REQUIRED WORK:
Give back exactly the lines from the beginning of the listing below to the line holding "Tag each instance of the hiking", both ends included; the pictures stay out.

DATASET RECORDS:
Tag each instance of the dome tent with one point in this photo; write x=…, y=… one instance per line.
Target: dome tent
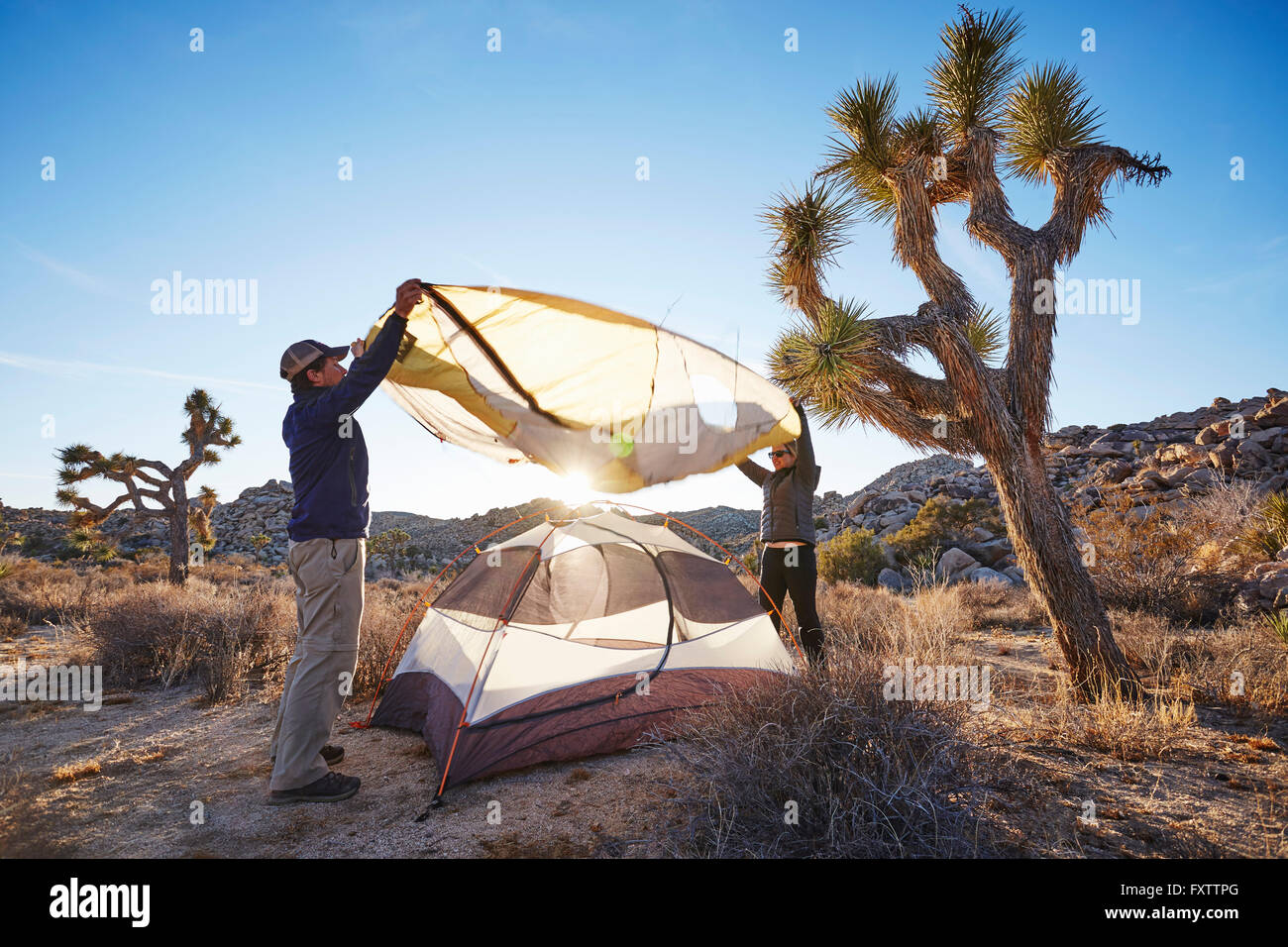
x=574, y=638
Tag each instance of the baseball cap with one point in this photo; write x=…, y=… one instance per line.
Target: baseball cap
x=304, y=354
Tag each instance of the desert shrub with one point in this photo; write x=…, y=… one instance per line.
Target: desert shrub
x=855, y=556
x=1184, y=566
x=38, y=591
x=1276, y=622
x=220, y=634
x=993, y=604
x=866, y=777
x=387, y=605
x=1240, y=664
x=1266, y=531
x=940, y=525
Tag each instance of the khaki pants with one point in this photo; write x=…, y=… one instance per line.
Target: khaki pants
x=329, y=605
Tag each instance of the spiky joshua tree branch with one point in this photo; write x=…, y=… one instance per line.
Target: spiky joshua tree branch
x=154, y=480
x=984, y=119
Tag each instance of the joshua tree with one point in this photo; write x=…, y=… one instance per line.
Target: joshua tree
x=198, y=517
x=166, y=486
x=853, y=367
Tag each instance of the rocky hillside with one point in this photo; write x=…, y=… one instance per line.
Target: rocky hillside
x=1158, y=464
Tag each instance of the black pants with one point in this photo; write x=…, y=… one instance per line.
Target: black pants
x=793, y=570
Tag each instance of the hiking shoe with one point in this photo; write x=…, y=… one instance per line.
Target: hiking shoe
x=331, y=788
x=334, y=755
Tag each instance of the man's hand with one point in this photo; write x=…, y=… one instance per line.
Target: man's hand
x=410, y=295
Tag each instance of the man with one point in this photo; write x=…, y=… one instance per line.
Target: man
x=327, y=551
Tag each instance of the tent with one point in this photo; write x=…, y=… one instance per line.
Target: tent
x=588, y=392
x=575, y=638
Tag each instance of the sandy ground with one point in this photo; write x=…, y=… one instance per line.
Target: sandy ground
x=149, y=757
x=141, y=771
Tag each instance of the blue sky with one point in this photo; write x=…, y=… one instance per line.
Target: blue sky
x=518, y=167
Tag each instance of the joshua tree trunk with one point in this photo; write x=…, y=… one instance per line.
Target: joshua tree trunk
x=1044, y=545
x=179, y=532
x=151, y=479
x=851, y=367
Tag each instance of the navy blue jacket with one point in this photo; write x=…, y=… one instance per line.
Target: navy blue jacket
x=329, y=455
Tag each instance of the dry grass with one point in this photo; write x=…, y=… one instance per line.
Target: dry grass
x=71, y=772
x=1184, y=566
x=823, y=764
x=232, y=625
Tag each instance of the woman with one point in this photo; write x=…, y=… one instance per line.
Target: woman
x=787, y=530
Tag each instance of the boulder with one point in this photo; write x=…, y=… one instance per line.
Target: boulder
x=956, y=565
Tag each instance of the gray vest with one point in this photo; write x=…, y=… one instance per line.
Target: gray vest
x=787, y=508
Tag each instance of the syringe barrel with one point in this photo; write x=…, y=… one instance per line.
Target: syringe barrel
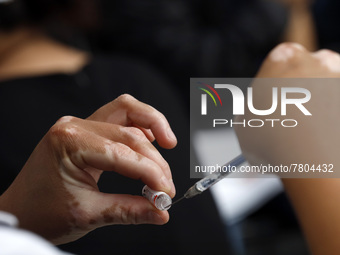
x=213, y=178
x=159, y=199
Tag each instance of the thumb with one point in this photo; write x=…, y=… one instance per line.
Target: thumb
x=111, y=209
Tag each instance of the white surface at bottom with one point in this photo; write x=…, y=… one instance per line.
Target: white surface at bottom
x=235, y=198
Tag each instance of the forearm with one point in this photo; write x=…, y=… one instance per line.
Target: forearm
x=317, y=205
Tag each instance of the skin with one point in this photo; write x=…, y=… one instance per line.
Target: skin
x=316, y=201
x=56, y=194
x=300, y=27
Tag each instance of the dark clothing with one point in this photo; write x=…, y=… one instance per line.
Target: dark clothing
x=30, y=106
x=193, y=38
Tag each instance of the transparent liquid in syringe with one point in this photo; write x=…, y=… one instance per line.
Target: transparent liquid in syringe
x=159, y=199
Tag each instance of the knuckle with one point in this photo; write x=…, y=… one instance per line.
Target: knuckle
x=120, y=150
x=128, y=216
x=66, y=119
x=133, y=136
x=124, y=99
x=135, y=133
x=287, y=52
x=63, y=131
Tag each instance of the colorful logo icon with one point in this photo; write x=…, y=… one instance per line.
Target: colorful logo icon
x=204, y=97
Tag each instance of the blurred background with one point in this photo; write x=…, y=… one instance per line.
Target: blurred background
x=149, y=48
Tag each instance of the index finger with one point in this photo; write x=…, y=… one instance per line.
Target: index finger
x=128, y=111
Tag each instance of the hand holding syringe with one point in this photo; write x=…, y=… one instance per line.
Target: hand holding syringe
x=199, y=186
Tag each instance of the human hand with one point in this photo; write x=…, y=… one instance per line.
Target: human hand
x=56, y=193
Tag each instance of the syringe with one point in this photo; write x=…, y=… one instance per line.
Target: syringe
x=211, y=179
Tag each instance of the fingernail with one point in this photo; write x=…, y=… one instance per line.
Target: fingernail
x=171, y=135
x=166, y=183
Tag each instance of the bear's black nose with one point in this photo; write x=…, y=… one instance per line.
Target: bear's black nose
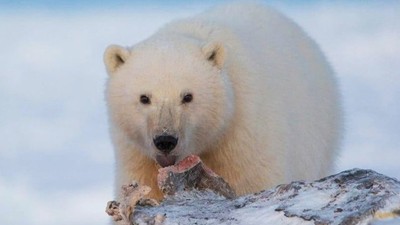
x=165, y=143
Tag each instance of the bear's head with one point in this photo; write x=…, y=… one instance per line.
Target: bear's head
x=169, y=97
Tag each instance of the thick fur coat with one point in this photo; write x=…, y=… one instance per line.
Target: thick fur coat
x=263, y=109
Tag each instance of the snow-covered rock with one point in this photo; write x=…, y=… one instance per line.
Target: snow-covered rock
x=350, y=197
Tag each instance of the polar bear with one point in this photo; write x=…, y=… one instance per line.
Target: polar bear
x=239, y=85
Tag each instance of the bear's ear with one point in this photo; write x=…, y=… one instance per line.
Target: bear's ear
x=215, y=53
x=114, y=57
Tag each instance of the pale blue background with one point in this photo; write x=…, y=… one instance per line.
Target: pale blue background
x=56, y=160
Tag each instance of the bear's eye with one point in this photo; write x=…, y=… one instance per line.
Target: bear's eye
x=144, y=99
x=187, y=98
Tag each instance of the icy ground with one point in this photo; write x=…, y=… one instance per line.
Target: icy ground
x=350, y=197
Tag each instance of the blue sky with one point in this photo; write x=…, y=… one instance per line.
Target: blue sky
x=56, y=159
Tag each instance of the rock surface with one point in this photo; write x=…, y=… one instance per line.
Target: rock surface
x=350, y=197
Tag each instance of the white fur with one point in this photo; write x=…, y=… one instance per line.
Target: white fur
x=265, y=107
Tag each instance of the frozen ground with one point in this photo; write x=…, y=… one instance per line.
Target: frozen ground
x=55, y=154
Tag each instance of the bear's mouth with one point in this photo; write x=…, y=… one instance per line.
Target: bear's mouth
x=166, y=160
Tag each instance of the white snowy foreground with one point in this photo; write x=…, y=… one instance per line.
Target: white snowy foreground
x=350, y=197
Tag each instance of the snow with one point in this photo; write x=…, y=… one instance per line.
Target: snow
x=350, y=197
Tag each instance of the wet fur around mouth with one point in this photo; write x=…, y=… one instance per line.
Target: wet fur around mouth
x=166, y=160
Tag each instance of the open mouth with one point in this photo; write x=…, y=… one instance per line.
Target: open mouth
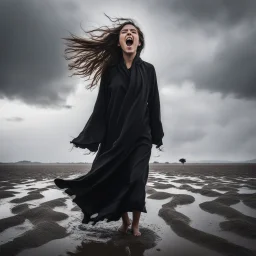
x=129, y=41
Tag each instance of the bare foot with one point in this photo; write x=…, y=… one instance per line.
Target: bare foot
x=135, y=231
x=124, y=227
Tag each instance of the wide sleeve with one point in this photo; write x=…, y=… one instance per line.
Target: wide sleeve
x=157, y=132
x=93, y=132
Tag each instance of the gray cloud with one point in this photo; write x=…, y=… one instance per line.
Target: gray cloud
x=14, y=119
x=32, y=66
x=232, y=67
x=218, y=13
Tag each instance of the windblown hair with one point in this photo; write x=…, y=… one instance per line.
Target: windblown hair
x=95, y=54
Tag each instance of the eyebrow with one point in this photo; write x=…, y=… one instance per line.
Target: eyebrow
x=130, y=29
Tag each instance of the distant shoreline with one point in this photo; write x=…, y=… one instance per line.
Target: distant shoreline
x=188, y=163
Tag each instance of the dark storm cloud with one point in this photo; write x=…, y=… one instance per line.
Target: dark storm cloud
x=224, y=13
x=233, y=68
x=32, y=66
x=14, y=119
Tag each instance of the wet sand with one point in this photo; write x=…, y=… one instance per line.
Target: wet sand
x=195, y=209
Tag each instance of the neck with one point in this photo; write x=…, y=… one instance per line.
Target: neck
x=128, y=59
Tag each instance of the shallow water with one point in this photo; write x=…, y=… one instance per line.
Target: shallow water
x=168, y=240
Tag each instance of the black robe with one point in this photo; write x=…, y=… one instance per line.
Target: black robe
x=125, y=122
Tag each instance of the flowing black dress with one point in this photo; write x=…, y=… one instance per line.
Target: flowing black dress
x=125, y=122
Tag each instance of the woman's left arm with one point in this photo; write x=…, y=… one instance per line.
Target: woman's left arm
x=155, y=111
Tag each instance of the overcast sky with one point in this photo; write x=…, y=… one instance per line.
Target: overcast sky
x=204, y=53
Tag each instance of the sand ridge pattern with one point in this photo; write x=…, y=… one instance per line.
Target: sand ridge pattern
x=35, y=215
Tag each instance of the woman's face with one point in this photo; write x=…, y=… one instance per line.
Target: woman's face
x=129, y=39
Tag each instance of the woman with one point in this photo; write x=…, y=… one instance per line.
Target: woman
x=124, y=124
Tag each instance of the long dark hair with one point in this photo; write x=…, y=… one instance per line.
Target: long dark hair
x=100, y=51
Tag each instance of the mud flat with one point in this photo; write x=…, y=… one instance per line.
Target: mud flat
x=207, y=209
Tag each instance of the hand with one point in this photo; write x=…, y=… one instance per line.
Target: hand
x=160, y=147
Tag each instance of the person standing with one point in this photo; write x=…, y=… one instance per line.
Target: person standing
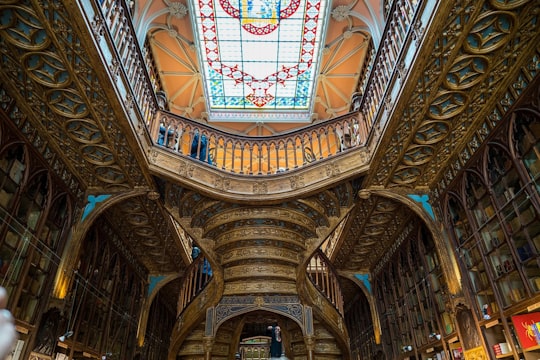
x=275, y=345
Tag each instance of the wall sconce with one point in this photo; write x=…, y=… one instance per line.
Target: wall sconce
x=67, y=335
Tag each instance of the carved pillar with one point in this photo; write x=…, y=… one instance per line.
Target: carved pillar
x=208, y=343
x=310, y=346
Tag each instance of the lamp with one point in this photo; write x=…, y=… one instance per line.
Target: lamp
x=68, y=334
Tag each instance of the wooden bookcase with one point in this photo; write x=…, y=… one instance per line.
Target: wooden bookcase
x=493, y=212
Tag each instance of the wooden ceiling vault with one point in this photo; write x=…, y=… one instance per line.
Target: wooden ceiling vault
x=474, y=61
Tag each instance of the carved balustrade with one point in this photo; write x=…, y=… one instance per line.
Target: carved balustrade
x=198, y=274
x=259, y=155
x=324, y=277
x=255, y=348
x=118, y=21
x=381, y=69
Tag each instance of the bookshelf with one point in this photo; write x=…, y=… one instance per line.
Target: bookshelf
x=493, y=213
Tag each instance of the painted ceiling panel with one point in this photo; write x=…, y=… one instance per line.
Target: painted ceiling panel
x=174, y=50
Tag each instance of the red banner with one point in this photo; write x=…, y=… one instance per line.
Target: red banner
x=527, y=329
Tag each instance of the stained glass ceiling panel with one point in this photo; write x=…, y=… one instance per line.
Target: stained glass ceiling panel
x=259, y=57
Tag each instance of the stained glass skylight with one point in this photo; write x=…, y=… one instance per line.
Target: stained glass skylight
x=259, y=57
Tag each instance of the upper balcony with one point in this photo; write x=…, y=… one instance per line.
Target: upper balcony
x=303, y=154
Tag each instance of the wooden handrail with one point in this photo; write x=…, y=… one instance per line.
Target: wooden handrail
x=247, y=155
x=324, y=277
x=198, y=274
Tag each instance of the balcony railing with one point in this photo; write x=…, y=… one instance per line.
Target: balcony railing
x=259, y=155
x=378, y=75
x=256, y=155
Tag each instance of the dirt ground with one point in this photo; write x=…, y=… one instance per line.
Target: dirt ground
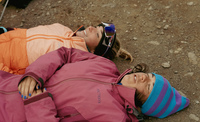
x=165, y=34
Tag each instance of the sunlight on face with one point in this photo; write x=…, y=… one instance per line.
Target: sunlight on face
x=92, y=36
x=142, y=82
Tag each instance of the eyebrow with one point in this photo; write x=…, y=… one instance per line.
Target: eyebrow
x=152, y=75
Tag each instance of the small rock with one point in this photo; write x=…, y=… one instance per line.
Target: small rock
x=175, y=72
x=150, y=8
x=22, y=24
x=154, y=42
x=192, y=58
x=190, y=3
x=194, y=117
x=134, y=38
x=166, y=27
x=158, y=26
x=47, y=13
x=167, y=6
x=182, y=94
x=166, y=65
x=189, y=74
x=196, y=101
x=178, y=50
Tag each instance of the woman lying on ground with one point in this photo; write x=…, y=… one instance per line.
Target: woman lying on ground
x=20, y=47
x=81, y=86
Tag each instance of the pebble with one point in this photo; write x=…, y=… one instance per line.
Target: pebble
x=166, y=65
x=134, y=38
x=196, y=101
x=190, y=3
x=189, y=74
x=181, y=93
x=192, y=57
x=154, y=43
x=194, y=117
x=166, y=27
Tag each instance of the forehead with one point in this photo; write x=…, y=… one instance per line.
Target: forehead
x=100, y=28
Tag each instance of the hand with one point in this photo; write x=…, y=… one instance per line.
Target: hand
x=37, y=92
x=27, y=86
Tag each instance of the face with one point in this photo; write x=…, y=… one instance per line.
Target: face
x=92, y=36
x=142, y=82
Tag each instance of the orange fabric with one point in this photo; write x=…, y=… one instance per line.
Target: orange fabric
x=13, y=56
x=21, y=47
x=46, y=38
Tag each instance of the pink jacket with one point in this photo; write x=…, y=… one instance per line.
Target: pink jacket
x=80, y=86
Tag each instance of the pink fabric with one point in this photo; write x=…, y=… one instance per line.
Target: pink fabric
x=84, y=88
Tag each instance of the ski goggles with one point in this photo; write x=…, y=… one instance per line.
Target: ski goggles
x=109, y=30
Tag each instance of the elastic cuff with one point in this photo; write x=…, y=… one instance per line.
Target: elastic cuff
x=4, y=29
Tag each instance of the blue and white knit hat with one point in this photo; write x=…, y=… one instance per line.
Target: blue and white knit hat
x=164, y=100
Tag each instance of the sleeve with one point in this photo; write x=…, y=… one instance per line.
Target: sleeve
x=40, y=108
x=46, y=65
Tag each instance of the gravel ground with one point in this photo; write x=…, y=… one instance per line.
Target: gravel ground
x=165, y=34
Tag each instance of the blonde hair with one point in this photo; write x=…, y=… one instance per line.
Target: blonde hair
x=117, y=51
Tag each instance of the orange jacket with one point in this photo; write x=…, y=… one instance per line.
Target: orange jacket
x=21, y=47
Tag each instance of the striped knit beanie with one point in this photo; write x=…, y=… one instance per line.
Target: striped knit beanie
x=164, y=100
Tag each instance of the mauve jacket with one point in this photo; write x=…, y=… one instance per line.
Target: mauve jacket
x=80, y=86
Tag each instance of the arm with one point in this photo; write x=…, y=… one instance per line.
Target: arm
x=40, y=108
x=45, y=66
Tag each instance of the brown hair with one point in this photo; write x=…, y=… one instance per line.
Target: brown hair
x=117, y=51
x=139, y=101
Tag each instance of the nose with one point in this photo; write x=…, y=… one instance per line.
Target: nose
x=91, y=28
x=143, y=78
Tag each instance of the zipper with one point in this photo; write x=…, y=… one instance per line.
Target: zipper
x=66, y=80
x=71, y=115
x=81, y=78
x=8, y=92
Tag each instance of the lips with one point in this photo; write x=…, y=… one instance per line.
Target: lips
x=85, y=33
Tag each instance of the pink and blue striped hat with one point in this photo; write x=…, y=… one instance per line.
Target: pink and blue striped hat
x=164, y=100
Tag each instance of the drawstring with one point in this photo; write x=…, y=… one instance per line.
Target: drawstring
x=4, y=9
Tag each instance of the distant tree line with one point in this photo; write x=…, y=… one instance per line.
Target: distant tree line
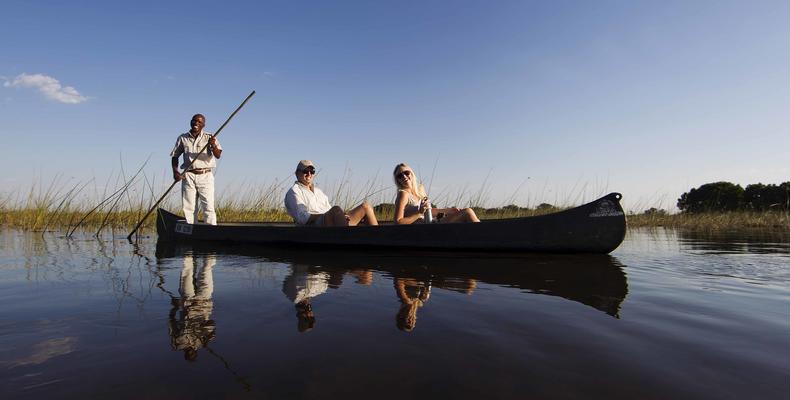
x=727, y=196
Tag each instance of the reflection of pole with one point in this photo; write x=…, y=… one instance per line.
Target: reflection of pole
x=240, y=379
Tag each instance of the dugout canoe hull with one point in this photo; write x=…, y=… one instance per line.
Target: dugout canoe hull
x=595, y=227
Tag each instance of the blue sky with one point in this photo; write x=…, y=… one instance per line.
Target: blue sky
x=555, y=101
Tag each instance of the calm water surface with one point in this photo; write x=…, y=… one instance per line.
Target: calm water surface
x=667, y=315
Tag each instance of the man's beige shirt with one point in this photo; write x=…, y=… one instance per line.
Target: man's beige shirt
x=189, y=146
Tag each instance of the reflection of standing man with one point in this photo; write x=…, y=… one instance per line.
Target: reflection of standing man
x=198, y=182
x=194, y=328
x=300, y=287
x=412, y=294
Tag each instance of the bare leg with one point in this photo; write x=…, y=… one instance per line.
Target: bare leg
x=335, y=217
x=363, y=210
x=465, y=215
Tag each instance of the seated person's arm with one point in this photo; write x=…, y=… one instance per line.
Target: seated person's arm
x=297, y=209
x=400, y=206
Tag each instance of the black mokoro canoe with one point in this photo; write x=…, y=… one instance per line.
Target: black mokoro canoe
x=596, y=227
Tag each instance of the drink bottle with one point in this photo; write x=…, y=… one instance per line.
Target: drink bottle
x=428, y=214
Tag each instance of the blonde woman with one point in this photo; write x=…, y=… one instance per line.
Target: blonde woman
x=410, y=204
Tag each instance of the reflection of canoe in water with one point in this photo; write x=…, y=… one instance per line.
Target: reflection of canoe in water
x=596, y=227
x=594, y=280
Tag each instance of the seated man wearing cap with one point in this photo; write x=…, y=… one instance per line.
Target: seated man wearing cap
x=308, y=205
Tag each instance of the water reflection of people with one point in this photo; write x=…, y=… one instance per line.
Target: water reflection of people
x=301, y=286
x=412, y=294
x=193, y=328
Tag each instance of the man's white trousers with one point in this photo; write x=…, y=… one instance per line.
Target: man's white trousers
x=198, y=189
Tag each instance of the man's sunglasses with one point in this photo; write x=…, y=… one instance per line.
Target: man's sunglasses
x=402, y=174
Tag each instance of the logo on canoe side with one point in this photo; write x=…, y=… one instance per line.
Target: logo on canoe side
x=606, y=208
x=184, y=228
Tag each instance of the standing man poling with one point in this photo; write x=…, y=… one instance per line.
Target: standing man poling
x=197, y=183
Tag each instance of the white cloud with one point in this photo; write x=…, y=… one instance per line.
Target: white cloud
x=49, y=87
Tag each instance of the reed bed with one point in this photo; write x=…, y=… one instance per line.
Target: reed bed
x=713, y=221
x=59, y=206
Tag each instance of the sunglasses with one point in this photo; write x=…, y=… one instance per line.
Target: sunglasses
x=402, y=174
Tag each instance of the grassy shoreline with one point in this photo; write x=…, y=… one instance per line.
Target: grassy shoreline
x=41, y=218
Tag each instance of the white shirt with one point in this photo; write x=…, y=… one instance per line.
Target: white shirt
x=300, y=202
x=189, y=146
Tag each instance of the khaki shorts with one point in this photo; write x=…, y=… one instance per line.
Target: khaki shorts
x=320, y=221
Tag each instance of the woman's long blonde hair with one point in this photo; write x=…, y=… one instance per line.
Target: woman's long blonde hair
x=419, y=188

RESPONSE TO THIS EXERCISE:
Tag each instance of the dome tent with one point in this photo; write x=…, y=… one instance per line.
Target: dome tent
x=574, y=638
Tag each instance of the baseball cap with one point in this photo; write x=…, y=… one instance per line.
Target: baseball cap
x=304, y=354
Tag each instance of the desert shrub with one point in this photo; write x=…, y=… one instance per line.
Target: desert shrub
x=855, y=556
x=1184, y=566
x=38, y=591
x=1276, y=622
x=220, y=634
x=993, y=604
x=866, y=777
x=387, y=605
x=1240, y=664
x=1266, y=531
x=940, y=525
Tag each instance of the khaki pants with one point in this photo; write x=…, y=… one instance per line.
Target: khaki pants
x=329, y=605
Tag each instance of the spiky joshua tree branch with one point in this photo; write x=…, y=… one instance per line.
Target: spiky joshua tree branch
x=154, y=480
x=984, y=119
Tag each instance of the joshua tree with one point in this photo; write x=…, y=… one instance per line.
Target: joshua tree
x=198, y=517
x=166, y=486
x=853, y=367
Tag each instance of the rocky hillside with one point in this photo; write x=…, y=… one instance per line.
Target: rocky hillside
x=1158, y=464
Tag each instance of the black pants with one point in this photo; write x=…, y=… one instance per line.
Target: black pants
x=793, y=570
Tag each instance of the hiking shoe with one point in this photo; write x=…, y=… one instance per line.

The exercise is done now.